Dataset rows
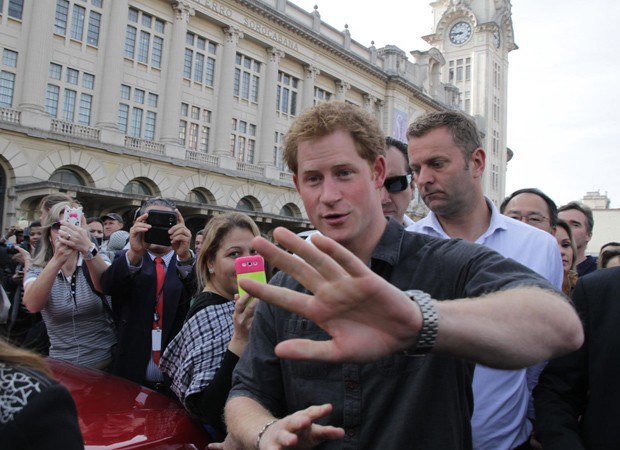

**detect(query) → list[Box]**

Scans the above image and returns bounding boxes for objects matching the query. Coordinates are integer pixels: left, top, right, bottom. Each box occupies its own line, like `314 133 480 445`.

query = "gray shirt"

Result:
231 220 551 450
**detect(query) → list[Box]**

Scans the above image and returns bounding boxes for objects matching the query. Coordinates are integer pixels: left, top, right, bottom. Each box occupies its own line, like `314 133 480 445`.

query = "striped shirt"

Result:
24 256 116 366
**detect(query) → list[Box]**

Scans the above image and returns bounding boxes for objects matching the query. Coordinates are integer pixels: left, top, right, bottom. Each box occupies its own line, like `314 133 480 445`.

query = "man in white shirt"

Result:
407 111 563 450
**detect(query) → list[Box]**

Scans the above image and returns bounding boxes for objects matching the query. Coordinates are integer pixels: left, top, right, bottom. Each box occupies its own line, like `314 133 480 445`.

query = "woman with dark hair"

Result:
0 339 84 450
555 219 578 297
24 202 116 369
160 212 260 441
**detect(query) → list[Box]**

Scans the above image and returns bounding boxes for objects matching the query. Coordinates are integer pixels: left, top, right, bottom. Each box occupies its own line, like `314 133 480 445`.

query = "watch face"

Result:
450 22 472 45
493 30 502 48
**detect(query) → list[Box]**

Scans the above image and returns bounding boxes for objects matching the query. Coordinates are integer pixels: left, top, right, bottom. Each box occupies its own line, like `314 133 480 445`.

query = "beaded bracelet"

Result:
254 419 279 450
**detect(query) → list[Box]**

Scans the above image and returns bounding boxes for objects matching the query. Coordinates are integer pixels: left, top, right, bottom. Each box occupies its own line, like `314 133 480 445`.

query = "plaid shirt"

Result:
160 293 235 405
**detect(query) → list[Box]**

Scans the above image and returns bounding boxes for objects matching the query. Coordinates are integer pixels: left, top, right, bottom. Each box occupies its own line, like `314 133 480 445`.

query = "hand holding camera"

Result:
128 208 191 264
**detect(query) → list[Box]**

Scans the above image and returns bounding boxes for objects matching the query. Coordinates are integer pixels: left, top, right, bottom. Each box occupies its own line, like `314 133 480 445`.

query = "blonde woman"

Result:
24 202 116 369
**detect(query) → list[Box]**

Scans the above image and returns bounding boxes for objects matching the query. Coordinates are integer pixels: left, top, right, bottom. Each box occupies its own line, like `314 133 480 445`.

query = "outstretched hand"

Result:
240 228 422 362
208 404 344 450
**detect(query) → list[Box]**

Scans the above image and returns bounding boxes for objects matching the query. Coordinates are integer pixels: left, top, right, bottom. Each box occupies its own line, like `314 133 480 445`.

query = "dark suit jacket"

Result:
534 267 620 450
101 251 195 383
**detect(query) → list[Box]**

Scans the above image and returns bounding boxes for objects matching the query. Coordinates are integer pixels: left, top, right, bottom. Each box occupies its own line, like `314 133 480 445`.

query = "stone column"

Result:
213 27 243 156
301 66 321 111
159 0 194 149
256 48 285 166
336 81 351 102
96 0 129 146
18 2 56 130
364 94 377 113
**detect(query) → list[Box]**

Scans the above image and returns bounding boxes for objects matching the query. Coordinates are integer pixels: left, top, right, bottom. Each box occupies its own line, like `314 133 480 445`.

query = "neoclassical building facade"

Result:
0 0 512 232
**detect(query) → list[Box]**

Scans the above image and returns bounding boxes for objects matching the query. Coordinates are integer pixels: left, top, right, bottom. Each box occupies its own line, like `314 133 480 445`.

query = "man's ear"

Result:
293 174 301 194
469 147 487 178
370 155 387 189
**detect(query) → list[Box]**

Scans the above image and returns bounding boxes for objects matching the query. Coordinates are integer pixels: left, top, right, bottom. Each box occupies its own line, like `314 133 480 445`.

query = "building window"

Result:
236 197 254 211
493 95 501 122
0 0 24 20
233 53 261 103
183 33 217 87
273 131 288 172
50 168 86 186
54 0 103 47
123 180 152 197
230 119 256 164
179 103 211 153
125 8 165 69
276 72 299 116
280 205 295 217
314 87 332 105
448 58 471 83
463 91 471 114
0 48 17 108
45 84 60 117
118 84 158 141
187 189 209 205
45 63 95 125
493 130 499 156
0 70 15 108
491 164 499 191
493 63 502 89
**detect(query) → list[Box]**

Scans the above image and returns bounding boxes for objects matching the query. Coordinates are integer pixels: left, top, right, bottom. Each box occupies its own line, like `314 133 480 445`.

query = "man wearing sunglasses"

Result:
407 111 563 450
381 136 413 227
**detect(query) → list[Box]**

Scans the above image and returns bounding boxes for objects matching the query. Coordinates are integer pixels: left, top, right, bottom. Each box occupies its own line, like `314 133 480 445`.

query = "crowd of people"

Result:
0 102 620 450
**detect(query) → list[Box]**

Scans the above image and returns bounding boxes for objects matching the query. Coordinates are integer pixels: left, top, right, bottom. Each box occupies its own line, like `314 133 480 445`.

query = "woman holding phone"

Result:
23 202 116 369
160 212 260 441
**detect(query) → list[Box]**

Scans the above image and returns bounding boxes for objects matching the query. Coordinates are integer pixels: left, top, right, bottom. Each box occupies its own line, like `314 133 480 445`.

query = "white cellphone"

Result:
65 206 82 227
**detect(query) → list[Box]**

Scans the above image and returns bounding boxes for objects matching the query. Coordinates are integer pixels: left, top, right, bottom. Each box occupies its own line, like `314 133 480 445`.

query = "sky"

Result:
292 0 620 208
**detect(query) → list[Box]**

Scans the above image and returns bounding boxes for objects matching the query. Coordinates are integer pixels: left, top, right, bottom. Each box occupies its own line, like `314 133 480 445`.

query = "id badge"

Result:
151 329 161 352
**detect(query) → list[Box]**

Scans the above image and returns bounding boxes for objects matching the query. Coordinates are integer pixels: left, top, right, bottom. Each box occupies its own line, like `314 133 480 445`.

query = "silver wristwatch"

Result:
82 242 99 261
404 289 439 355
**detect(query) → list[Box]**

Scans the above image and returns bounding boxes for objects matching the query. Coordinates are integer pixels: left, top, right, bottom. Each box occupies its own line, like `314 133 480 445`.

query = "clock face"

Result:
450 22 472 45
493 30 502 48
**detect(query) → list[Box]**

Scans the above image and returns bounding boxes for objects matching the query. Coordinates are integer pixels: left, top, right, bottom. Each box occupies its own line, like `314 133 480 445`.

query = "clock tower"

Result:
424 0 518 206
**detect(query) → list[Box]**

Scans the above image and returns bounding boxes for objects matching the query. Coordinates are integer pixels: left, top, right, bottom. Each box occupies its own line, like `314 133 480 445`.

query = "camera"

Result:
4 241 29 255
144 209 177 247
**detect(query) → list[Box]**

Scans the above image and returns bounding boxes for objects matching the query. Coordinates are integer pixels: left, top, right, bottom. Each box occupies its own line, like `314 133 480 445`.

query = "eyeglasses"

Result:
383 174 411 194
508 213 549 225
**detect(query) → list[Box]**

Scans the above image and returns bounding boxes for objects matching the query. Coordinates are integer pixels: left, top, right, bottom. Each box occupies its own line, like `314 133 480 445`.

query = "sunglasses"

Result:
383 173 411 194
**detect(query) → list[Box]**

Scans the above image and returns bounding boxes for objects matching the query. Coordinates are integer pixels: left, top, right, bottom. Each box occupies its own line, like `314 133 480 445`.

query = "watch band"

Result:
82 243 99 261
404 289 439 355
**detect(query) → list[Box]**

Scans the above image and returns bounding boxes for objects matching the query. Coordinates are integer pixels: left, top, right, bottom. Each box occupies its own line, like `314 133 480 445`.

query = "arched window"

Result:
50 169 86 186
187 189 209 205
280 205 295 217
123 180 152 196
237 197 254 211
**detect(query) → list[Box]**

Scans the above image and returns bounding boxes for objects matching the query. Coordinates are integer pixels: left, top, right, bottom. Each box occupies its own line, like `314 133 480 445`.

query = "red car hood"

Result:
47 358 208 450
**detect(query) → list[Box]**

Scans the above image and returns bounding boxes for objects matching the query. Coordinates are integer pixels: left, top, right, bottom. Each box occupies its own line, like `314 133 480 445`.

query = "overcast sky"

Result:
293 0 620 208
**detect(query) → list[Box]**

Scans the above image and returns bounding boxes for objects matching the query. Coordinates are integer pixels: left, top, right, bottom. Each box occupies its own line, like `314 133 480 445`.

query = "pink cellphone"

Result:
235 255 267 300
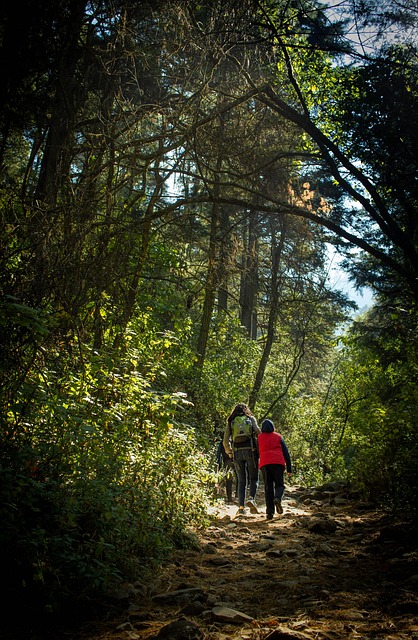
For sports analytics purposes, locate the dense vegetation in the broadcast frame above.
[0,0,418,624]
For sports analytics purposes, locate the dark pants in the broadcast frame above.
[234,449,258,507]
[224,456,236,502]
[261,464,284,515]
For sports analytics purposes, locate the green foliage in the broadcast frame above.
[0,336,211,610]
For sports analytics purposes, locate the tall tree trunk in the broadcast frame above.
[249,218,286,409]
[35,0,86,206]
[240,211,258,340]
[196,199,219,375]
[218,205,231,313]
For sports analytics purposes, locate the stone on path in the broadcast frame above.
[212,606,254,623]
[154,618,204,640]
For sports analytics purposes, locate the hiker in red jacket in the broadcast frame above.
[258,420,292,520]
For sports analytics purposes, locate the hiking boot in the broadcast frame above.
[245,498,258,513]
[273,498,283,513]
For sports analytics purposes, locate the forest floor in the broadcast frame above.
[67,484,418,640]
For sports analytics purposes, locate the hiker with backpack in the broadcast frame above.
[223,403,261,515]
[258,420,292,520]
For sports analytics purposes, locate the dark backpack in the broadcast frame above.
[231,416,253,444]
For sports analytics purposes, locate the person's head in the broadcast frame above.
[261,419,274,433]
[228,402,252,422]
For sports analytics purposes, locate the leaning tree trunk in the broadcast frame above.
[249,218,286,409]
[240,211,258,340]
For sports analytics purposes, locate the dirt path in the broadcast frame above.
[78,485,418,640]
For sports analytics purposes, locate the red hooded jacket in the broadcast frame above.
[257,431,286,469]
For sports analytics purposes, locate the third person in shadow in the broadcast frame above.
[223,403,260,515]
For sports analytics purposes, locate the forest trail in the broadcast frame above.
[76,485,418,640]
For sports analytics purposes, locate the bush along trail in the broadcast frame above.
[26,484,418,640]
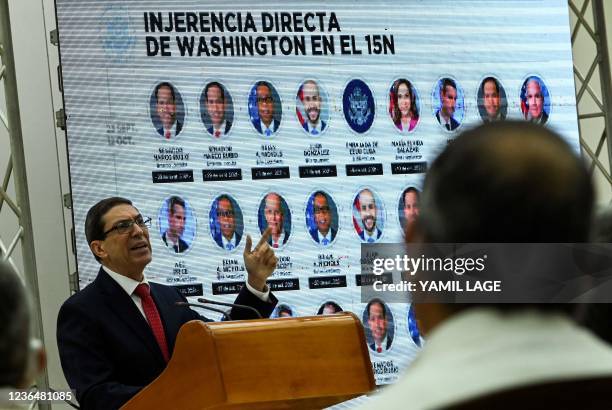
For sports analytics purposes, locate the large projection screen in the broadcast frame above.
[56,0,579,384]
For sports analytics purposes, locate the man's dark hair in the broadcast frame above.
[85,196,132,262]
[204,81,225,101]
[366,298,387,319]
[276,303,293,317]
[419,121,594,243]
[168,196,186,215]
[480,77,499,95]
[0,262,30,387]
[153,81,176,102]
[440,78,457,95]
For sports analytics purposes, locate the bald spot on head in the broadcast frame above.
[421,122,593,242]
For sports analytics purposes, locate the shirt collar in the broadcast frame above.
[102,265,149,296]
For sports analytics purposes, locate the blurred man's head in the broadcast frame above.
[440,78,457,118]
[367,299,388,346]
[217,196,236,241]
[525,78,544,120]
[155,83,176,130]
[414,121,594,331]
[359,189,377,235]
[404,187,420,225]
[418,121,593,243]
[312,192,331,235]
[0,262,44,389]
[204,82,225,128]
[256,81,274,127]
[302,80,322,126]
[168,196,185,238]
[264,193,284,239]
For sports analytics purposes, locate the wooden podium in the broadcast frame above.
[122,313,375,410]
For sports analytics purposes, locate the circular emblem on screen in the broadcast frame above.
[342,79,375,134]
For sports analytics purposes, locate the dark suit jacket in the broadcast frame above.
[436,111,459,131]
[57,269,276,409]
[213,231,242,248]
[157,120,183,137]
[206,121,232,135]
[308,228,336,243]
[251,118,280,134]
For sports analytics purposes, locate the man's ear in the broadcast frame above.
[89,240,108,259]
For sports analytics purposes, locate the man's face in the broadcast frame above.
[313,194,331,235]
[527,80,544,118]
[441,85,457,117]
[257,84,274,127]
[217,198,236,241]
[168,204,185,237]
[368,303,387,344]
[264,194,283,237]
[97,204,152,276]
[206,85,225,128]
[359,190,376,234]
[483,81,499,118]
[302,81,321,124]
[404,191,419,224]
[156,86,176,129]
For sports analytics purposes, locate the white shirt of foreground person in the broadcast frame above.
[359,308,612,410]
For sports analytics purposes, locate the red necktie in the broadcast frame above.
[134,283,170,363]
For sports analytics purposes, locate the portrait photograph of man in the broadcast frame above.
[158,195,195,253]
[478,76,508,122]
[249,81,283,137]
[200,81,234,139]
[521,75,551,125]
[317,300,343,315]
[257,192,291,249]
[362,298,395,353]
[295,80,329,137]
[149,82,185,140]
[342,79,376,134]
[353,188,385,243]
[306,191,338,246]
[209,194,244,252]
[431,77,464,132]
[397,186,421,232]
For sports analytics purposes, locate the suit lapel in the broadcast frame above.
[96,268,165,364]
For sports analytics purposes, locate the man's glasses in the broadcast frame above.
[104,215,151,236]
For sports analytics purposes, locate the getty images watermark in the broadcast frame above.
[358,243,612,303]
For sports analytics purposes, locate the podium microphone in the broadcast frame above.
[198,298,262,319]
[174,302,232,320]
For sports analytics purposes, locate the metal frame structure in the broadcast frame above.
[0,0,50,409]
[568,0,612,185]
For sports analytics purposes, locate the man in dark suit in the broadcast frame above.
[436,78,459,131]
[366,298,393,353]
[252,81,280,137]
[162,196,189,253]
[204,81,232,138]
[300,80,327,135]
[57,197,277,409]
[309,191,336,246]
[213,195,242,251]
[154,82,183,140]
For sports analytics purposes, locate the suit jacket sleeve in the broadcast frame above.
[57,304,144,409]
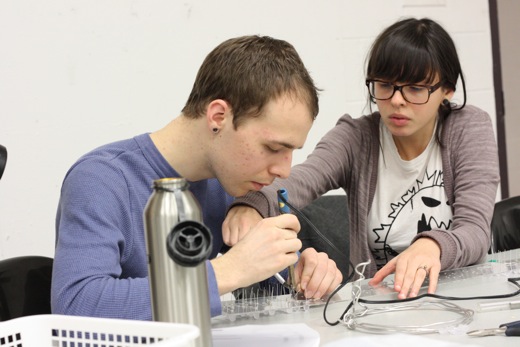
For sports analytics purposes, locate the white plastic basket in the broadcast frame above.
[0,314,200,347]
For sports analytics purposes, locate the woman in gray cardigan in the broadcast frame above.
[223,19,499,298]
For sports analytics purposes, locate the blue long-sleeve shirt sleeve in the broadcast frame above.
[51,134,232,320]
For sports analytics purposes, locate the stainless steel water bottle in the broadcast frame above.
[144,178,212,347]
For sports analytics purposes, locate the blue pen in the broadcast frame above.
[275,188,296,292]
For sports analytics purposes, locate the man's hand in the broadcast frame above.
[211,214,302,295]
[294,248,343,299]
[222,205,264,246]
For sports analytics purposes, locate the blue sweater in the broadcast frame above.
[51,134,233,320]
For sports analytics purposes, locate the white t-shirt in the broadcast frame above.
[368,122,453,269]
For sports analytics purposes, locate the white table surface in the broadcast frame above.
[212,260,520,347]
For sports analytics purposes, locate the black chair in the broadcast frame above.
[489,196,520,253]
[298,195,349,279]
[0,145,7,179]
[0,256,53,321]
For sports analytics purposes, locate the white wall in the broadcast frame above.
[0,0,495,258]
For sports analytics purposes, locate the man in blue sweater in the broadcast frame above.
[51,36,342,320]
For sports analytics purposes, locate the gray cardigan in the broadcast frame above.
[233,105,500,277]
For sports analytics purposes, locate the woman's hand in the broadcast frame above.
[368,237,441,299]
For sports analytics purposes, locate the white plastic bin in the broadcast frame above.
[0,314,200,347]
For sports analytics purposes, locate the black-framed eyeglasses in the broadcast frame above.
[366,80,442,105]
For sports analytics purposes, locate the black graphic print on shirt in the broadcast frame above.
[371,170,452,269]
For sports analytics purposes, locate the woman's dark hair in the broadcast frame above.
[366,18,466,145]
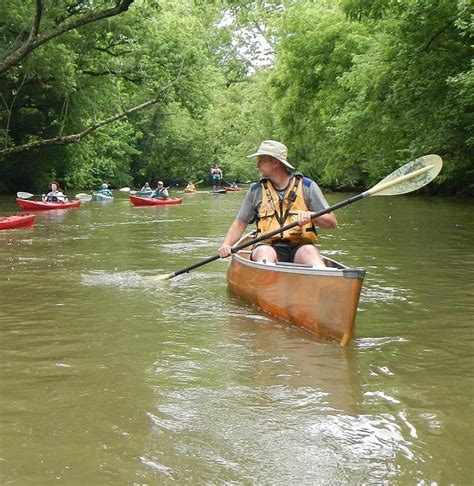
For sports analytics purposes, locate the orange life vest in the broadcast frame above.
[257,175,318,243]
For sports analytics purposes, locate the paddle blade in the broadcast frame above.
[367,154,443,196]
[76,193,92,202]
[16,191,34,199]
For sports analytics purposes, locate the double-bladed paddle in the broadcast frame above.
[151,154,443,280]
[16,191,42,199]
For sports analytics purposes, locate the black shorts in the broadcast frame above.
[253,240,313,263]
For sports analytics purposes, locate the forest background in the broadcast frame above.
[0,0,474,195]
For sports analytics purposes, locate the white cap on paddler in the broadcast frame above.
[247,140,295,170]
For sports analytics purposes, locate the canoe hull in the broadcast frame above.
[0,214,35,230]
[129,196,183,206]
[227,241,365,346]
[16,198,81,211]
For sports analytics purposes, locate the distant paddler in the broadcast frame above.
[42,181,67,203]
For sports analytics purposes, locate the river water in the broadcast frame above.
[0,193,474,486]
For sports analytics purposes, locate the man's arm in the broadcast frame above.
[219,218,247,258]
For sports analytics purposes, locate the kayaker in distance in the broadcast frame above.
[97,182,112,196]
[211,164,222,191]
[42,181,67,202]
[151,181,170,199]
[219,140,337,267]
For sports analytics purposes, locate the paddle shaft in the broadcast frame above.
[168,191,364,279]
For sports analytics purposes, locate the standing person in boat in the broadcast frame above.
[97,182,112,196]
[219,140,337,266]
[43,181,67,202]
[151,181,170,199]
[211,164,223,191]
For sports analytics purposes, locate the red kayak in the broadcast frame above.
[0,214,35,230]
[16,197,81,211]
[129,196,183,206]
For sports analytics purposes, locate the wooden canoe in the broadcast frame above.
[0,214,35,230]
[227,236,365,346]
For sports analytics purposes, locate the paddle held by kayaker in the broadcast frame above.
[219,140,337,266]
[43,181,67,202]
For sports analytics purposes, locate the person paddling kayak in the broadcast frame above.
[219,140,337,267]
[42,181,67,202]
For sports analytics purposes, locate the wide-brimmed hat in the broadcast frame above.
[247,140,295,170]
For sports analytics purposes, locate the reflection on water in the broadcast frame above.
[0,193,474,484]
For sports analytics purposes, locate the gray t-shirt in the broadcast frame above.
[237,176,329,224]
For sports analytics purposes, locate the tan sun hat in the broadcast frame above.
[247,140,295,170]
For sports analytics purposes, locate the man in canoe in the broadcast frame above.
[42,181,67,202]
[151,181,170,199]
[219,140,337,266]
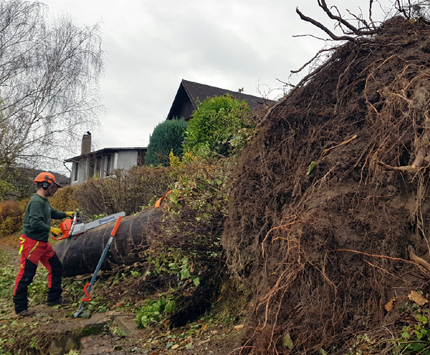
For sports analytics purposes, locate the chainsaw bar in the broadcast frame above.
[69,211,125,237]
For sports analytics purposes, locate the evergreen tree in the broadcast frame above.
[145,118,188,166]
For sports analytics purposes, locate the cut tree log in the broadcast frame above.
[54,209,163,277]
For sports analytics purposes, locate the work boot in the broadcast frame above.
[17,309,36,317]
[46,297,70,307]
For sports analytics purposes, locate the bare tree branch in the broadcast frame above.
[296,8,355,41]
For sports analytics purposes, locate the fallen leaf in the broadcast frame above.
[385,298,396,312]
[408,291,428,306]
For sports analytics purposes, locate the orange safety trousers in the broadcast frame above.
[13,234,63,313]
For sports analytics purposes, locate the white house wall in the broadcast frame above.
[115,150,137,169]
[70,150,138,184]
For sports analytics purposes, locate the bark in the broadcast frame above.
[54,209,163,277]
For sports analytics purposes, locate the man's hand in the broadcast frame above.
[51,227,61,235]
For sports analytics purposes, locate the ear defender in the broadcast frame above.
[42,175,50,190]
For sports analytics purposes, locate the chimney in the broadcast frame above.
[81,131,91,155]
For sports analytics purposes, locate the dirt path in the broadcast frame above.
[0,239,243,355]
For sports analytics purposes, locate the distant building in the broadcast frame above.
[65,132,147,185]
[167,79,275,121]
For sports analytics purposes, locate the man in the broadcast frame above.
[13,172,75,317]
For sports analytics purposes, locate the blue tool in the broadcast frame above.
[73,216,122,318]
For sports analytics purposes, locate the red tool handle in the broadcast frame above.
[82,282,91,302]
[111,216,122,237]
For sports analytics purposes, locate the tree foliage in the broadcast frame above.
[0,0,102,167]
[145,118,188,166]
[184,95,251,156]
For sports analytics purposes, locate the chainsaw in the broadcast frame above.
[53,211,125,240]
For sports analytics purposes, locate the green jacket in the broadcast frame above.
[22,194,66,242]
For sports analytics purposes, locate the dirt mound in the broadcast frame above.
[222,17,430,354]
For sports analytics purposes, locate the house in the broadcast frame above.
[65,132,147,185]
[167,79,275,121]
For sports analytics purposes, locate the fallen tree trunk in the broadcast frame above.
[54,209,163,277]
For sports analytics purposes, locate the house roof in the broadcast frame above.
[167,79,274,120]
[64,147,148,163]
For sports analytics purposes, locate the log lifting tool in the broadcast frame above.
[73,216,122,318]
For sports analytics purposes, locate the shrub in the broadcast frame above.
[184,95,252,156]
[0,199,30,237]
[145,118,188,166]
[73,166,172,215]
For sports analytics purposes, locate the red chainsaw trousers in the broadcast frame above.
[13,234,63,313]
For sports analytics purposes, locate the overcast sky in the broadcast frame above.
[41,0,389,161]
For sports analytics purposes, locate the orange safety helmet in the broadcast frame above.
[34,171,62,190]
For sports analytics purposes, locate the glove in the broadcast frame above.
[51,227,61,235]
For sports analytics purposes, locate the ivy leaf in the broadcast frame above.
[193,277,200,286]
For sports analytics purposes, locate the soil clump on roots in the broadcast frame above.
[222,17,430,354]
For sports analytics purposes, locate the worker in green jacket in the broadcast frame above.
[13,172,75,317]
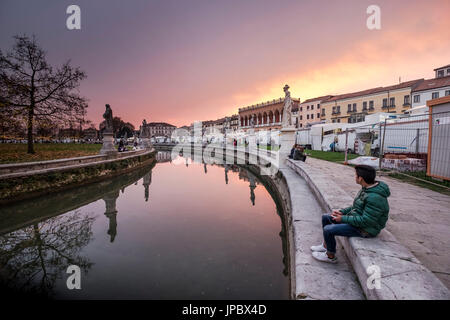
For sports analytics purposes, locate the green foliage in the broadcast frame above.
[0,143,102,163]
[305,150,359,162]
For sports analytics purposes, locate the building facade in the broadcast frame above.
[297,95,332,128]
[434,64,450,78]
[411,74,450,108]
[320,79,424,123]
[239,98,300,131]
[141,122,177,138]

### What is being asked
Update the data starting at the line that contains "For sports analytics purposes, locate the gray t-shirt" and ending at the line that contains "[69,211,125,237]", writing those lines out again with "broadcast frame" changed to "video still" and everything else kept as is. Leave the pictures out of the answer.

### Exercise output
For sports analytics purposes, locate the gray t-shirt in the video still above.
[237,176,329,224]
For sports analytics purposes, locate the tan sun hat in the video still above.
[247,140,295,170]
For sports analytics purposes, locate the man in canoe in the video still above.
[42,181,67,202]
[151,181,170,199]
[219,140,337,266]
For sports analytics purposes, locate the chainsaw bar in the video still above.
[69,211,125,237]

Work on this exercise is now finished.